**Work required**
Write the next part of the article on integrating paper mail into customer service, starting right after its final sentence.
-- begin Text provided --
• United States



by Ken Landoline

Traditional Paper Mail  An Intelligent Complement to Customer Service

Oct 01, 20039 mins
CSO and CISOData and Information Security

RFG believes the flow of corporate mail is seldom managed to optimize the effectiveness of customer service and enterprise economics. The management of traditional “paper” mail is routinely treated as a stand-alone task within the enterprise and is seldom integrated into the overall customer service process as managed in the multi-channel customer contact center. A more informed management approach to the traditional mail process would likely result in the improvement of customer service and enhanced efficiencies throughout many aspects of corporate efficiency and effectiveness metrics. IT executives should develop an appreciation for “intelligent mail” capabilities and implement improved handling methods and integrated management routines to enhance cost savings and customer service process efficiencies.

Business Imperatives:

  • In the case of many enterprises the flow of traditional paper mail and its lack of assimilation into other sophisticated customer service tools and processes does not leverage customer service and overall corporate effectiveness. IT executives should develop plans to automate and integrate mail processes with other corporate customer service practices and plan to implement strategies that will maximize the effectiveness of overall customer interactions.
-- end Text provided --
-- begin Dataset excerpts --
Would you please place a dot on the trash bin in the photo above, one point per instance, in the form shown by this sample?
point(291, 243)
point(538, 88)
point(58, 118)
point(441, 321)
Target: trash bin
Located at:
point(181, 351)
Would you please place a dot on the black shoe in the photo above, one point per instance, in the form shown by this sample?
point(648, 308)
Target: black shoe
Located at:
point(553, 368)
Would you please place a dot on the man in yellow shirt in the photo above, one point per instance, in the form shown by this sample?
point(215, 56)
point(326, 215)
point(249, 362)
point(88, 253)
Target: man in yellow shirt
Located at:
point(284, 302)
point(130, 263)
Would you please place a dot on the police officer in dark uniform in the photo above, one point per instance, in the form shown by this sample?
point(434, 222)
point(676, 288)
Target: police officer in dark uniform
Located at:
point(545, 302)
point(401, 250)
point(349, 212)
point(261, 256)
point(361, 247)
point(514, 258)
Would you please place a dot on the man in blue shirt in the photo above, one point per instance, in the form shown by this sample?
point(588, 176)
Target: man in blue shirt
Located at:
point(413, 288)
-- end Dataset excerpts --
**Result of the exercise**
  • In many cases corporate acquisitions, mergers, and restructuring have left the mail document processes isolated from other business processes that drive or are driven by transactional document output, such as bills and statements. IT executives should take ownership of this process before the legacy systems are completely outdated. They should implement planning for systems to add enhanced features, deliver bills electronically, provide account information in real time, and work cooperatively with marketing, accounts payable and other business functions to eliminate inefficient corporate silos.
  • Tracking the delivery of inbound and outbound mail can add a significant level of accuracy and efficiency to the management of corporate mail and related personnel and processes. However, using advanced mail capabilities to add the knowledge of envelope content can dramatically enhance the functionality of corporate systems. IT executives should attempt to perfect customer service capabilities and enhance system effectiveness, reliability, and security while minimizing risk by implementing an Intelligent Mail tracking program within their corporations.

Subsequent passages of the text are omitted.